→ Your task
Give back, word for word, only the lines from the opening of the records through the one with "111L513 99L508 163L731". Pictures stay out.

→ Extracted data
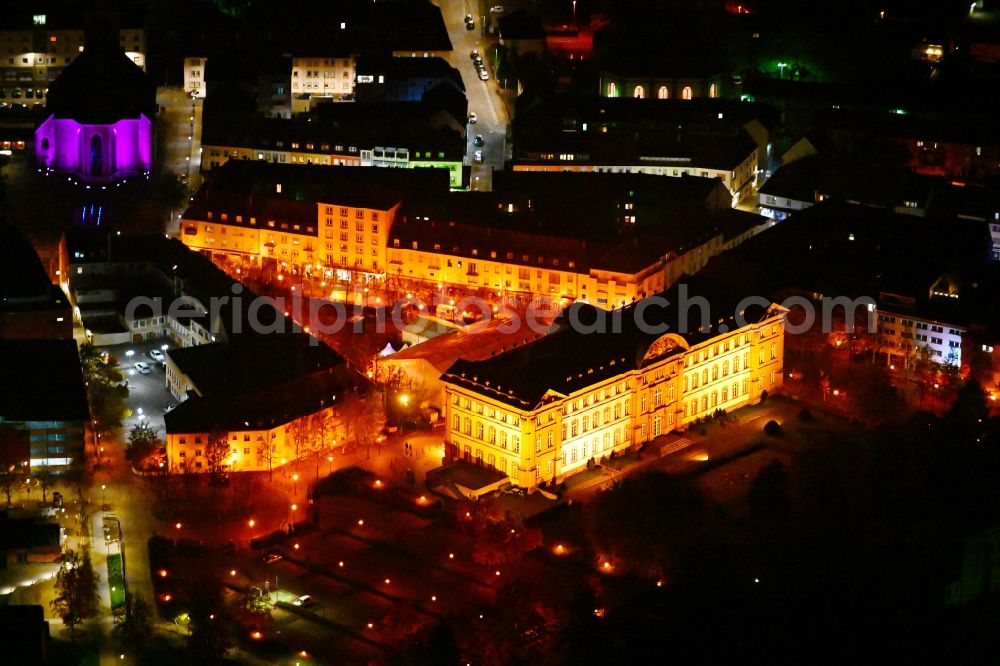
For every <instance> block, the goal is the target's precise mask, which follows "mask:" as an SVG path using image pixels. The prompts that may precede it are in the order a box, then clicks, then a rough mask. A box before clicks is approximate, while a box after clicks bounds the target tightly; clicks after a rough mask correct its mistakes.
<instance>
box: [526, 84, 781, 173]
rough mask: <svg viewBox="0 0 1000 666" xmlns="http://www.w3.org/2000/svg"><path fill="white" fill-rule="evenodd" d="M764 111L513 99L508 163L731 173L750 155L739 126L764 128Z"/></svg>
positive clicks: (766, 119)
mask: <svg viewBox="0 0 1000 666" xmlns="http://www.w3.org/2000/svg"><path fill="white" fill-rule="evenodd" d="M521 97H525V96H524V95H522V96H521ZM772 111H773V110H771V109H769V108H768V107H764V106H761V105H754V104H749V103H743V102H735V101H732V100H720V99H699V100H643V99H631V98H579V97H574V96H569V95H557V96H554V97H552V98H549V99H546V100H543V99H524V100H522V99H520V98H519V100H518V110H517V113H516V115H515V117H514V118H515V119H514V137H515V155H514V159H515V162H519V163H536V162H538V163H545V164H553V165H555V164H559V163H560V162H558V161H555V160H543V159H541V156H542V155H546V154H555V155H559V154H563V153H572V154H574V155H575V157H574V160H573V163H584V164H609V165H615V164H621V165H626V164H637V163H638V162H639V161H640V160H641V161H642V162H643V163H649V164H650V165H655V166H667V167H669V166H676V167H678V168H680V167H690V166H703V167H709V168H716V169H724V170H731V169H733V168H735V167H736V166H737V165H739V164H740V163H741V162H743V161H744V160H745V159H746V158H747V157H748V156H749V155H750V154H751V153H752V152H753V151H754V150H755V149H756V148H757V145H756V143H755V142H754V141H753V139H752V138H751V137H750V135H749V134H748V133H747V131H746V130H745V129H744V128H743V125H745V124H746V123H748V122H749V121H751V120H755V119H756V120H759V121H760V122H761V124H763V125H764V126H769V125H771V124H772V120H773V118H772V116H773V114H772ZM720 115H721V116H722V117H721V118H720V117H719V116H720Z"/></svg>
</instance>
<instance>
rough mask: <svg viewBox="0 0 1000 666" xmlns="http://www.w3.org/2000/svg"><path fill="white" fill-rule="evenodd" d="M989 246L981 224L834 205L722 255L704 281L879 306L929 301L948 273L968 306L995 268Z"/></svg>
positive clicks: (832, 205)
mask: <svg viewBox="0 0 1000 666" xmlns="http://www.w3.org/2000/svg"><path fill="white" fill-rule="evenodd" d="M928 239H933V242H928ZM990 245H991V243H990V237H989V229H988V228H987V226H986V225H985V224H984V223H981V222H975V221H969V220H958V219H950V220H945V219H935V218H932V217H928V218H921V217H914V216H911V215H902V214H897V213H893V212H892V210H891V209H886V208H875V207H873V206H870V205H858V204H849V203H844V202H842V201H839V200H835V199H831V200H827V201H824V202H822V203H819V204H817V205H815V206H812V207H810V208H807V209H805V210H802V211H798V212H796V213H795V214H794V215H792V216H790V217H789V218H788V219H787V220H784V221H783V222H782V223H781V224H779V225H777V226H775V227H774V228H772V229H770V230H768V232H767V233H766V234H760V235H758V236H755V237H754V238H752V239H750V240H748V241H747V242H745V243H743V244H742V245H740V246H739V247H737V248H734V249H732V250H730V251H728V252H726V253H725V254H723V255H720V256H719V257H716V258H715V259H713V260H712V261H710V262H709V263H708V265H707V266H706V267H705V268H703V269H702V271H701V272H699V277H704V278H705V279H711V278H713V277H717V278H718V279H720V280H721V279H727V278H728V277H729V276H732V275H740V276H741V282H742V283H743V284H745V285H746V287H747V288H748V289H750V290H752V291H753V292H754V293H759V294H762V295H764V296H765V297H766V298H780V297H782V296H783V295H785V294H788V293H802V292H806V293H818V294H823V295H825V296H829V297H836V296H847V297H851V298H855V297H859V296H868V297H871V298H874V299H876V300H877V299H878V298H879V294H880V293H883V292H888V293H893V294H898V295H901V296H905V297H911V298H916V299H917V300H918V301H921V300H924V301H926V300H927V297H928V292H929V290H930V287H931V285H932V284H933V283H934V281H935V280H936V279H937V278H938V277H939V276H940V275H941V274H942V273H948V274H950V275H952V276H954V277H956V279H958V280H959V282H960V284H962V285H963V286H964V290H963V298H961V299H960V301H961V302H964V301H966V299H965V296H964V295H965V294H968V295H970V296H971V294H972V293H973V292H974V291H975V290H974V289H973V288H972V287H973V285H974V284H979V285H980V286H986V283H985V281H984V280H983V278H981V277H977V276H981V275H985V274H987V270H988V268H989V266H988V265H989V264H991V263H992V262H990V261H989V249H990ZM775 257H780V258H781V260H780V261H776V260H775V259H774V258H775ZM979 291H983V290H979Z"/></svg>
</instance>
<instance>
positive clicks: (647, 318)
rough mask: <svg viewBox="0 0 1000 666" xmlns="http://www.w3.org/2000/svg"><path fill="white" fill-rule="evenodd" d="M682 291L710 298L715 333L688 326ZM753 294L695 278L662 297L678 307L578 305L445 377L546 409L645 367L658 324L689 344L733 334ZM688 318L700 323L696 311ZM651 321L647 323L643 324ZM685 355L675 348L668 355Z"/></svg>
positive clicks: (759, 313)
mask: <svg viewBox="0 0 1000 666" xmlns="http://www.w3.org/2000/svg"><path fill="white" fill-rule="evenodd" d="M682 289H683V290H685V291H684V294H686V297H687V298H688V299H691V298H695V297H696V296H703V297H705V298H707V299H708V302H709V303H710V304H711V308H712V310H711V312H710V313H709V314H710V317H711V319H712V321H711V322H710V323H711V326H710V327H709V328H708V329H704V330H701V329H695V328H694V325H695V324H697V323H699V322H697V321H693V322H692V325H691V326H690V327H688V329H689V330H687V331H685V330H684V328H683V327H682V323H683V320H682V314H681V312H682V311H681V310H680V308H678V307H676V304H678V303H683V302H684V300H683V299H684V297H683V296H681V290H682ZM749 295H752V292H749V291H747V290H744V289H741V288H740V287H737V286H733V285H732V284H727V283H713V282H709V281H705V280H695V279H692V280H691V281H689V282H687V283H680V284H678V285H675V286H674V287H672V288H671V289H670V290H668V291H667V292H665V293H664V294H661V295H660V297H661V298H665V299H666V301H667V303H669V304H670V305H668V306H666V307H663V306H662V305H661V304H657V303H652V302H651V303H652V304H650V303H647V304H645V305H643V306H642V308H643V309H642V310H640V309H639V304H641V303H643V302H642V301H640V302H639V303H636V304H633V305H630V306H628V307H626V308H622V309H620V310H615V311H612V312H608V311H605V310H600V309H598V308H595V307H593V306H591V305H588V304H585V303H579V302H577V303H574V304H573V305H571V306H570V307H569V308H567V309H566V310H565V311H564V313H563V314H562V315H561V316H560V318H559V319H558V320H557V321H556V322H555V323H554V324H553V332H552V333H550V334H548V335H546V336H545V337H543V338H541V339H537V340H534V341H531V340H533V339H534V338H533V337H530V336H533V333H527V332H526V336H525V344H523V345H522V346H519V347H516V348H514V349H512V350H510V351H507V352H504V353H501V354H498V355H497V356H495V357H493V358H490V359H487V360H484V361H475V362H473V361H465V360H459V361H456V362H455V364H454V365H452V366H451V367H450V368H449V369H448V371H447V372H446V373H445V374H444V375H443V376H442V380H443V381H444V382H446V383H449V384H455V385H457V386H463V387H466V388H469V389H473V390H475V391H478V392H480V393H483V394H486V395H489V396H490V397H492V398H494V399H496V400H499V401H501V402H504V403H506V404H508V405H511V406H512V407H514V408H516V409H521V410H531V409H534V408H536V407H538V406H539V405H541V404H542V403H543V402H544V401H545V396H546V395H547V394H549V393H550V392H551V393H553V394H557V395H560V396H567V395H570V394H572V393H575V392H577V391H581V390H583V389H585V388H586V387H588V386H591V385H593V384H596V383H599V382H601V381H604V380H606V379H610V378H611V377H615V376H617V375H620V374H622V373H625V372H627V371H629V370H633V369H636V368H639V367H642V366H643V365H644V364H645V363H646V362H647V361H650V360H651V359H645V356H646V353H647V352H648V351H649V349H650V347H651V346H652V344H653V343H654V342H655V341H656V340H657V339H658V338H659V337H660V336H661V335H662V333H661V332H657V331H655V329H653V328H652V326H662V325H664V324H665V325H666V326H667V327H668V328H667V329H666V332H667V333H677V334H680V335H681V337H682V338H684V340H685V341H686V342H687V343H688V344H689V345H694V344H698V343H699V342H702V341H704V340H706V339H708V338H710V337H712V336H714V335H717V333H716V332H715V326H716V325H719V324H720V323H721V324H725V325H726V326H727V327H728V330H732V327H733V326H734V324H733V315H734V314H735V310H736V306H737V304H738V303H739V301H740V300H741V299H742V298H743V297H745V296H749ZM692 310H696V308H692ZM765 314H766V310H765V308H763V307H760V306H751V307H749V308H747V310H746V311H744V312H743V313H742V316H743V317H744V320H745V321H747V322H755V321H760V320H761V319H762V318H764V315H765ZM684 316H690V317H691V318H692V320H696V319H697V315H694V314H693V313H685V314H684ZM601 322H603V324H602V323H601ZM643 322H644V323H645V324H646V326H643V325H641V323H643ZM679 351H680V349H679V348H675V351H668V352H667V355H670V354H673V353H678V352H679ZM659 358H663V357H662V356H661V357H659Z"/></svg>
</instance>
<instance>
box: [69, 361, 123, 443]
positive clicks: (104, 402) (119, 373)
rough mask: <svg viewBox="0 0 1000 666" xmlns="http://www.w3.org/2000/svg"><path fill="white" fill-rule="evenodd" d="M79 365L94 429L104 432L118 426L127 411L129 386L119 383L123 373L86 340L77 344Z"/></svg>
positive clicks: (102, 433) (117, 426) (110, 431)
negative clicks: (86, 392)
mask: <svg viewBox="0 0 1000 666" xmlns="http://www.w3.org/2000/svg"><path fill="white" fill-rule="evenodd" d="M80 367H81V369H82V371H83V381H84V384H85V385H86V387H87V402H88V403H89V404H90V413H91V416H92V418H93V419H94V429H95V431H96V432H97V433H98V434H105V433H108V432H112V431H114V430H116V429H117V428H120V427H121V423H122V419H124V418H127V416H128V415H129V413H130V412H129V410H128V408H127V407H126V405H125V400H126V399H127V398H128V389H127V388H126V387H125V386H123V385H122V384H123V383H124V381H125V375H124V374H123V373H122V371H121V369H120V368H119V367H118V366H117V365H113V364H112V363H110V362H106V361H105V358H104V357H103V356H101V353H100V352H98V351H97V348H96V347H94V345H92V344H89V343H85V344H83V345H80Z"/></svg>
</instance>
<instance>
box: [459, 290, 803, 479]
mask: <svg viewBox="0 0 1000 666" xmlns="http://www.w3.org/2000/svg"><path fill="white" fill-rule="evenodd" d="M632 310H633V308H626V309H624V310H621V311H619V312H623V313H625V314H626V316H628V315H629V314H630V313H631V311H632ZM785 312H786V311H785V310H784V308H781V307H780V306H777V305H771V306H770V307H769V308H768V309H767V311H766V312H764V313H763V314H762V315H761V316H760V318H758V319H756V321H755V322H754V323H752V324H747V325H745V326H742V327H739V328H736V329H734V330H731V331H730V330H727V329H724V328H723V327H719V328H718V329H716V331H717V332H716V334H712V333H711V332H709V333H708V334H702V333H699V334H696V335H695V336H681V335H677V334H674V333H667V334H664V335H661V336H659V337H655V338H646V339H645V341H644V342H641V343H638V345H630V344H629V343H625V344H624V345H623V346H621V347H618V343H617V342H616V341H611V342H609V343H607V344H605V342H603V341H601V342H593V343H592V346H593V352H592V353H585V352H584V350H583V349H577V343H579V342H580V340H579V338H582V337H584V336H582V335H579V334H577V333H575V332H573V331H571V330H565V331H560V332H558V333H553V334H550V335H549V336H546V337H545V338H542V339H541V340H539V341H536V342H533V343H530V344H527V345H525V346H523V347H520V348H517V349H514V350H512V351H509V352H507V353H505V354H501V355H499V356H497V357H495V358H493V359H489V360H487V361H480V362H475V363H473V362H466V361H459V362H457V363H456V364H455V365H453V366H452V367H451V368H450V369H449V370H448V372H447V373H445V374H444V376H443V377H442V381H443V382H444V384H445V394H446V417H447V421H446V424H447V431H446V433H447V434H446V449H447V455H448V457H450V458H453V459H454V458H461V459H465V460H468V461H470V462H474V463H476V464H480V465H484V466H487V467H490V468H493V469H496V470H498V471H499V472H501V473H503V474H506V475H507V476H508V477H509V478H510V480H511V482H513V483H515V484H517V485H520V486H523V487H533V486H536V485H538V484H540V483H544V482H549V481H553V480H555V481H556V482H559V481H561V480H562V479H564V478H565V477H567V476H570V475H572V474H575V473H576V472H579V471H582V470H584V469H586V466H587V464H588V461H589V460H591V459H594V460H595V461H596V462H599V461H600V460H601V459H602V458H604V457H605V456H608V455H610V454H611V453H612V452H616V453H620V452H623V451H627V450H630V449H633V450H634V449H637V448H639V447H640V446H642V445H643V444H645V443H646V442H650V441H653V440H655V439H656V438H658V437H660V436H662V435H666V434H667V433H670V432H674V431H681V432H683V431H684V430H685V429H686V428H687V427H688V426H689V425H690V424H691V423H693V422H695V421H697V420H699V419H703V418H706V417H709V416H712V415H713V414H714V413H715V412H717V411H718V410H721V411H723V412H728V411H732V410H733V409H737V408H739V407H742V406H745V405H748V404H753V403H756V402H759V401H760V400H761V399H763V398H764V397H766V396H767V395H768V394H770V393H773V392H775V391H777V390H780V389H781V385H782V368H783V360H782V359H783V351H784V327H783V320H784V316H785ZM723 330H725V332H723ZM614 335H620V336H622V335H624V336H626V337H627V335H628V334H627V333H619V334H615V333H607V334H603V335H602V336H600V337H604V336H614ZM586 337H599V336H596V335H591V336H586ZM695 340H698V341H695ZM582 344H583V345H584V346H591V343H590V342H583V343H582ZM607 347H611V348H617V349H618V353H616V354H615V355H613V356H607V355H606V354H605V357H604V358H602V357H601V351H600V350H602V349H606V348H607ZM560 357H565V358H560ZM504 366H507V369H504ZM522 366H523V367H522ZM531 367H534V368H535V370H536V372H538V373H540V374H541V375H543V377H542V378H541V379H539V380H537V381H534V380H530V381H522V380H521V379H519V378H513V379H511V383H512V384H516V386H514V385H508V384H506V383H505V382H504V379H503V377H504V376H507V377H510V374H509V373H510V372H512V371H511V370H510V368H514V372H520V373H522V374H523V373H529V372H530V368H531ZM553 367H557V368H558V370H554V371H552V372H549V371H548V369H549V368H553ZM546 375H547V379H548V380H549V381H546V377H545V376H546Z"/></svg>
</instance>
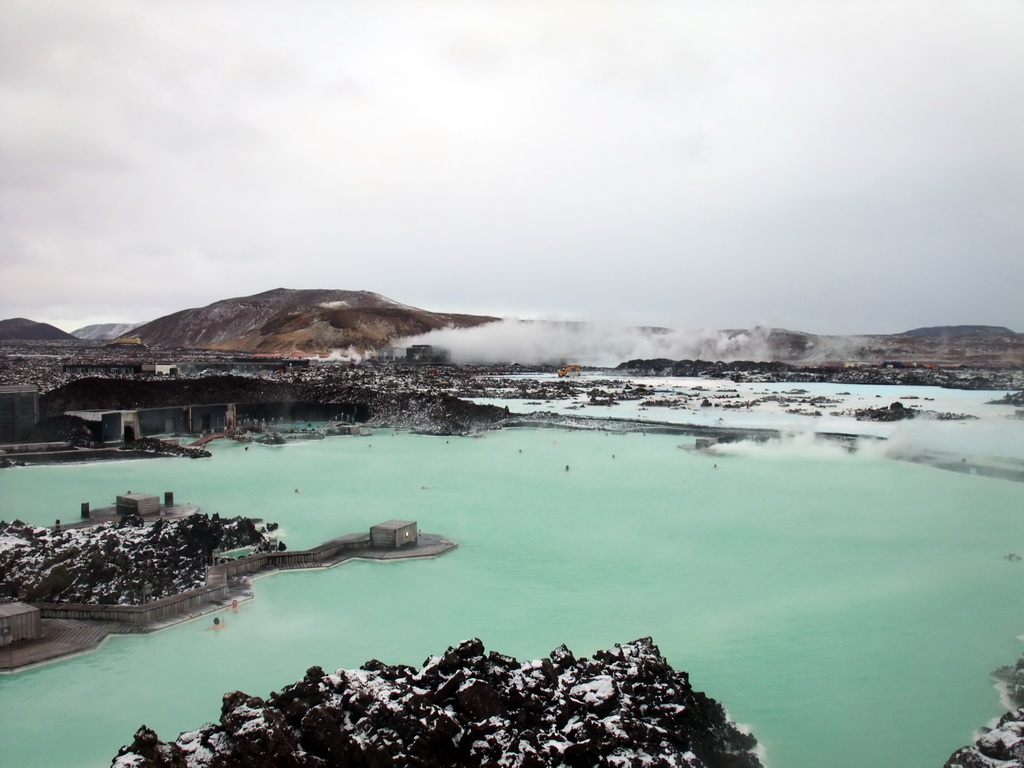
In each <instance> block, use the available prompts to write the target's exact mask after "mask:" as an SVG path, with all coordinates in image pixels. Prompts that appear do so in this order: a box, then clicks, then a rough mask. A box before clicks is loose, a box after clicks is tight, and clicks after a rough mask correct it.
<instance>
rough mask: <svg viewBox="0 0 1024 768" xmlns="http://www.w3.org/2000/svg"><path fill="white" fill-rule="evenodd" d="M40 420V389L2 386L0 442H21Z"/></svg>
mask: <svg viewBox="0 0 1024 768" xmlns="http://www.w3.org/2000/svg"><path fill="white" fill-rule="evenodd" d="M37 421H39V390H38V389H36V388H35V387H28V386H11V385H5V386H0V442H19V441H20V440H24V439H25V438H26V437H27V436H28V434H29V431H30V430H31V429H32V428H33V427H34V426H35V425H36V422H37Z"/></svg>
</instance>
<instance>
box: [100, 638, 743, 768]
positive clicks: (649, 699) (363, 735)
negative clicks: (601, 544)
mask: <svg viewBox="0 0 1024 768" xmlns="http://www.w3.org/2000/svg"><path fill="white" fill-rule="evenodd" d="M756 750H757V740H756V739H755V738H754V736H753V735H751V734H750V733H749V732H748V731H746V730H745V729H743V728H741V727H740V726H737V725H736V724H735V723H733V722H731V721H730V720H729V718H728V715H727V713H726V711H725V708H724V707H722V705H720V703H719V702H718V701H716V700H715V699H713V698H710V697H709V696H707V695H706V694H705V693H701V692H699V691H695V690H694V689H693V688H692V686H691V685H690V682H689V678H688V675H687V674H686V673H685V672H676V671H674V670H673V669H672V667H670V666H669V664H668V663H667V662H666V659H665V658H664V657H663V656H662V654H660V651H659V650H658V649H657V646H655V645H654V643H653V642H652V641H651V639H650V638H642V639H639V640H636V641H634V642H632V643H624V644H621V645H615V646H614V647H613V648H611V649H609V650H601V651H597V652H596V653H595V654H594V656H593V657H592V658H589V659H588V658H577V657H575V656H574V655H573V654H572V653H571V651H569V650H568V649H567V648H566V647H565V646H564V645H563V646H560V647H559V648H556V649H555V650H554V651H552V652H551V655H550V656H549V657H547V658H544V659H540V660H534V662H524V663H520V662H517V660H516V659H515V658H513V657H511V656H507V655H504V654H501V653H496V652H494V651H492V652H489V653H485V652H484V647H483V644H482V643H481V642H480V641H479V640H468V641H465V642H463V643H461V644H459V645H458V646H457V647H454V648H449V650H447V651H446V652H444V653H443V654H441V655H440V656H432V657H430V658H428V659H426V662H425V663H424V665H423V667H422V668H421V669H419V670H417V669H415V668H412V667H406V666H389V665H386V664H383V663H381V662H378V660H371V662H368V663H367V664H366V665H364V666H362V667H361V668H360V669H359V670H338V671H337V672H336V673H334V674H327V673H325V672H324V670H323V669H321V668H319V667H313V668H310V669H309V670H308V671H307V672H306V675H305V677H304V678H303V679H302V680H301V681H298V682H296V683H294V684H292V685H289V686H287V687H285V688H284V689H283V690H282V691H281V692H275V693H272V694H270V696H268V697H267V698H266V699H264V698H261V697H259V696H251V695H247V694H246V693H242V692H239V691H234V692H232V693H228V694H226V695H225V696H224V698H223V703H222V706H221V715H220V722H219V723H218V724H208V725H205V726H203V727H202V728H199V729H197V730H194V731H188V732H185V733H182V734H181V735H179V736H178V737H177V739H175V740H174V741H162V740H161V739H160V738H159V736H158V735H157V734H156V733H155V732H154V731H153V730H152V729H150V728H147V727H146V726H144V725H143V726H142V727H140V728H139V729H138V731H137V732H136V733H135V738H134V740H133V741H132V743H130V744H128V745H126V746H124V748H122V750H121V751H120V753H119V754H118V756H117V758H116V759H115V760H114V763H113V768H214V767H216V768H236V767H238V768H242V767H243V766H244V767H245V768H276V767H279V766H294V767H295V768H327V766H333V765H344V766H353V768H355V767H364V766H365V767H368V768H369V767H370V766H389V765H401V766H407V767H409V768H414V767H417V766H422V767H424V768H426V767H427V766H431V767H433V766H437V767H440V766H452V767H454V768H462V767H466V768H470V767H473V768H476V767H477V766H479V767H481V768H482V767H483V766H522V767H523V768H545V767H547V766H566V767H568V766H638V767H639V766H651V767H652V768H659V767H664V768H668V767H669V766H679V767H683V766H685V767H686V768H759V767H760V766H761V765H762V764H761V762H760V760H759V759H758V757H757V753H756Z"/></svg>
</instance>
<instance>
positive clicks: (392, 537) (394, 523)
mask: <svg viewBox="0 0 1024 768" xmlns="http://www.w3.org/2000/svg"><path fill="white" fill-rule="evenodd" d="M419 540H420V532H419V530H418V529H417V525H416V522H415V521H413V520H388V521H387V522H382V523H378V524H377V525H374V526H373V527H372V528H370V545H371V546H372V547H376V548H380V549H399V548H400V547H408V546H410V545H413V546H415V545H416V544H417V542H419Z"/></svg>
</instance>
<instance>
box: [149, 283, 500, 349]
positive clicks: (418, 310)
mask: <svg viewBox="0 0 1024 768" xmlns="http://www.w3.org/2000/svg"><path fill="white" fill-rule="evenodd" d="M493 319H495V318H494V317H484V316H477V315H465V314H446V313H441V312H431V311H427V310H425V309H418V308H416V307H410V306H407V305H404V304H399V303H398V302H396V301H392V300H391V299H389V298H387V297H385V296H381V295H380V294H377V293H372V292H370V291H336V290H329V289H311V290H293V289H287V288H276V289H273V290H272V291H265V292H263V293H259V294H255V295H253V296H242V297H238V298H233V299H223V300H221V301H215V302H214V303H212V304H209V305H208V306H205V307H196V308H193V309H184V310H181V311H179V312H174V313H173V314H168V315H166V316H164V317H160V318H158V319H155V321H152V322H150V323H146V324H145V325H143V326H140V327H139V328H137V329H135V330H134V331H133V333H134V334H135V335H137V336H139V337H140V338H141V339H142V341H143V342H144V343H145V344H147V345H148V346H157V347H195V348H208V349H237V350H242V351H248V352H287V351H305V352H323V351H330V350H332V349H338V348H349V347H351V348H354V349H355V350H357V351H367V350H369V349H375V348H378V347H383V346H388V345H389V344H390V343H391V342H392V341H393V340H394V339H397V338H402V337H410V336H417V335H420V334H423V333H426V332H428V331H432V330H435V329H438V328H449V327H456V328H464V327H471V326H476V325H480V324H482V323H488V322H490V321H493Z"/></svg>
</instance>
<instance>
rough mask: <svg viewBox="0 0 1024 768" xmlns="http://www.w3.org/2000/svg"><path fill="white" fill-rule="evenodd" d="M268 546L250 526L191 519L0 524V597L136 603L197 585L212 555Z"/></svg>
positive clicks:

→ Output below
For every <instance> block, the goal is the target's precise mask, which follows "mask:" as an SVG path using image pixels. The prompts that may precede it are in the order a box, then clicks, then a rough mask. A box before clicks is approximate, while a box after clicks bounds the target tightly; clicks after a rough mask correct its mistakes.
<instance>
box: [526, 84, 781, 173]
rough mask: <svg viewBox="0 0 1000 666" xmlns="http://www.w3.org/2000/svg"><path fill="white" fill-rule="evenodd" d="M764 111L513 99L508 163L731 173L750 155L739 126L764 128Z"/></svg>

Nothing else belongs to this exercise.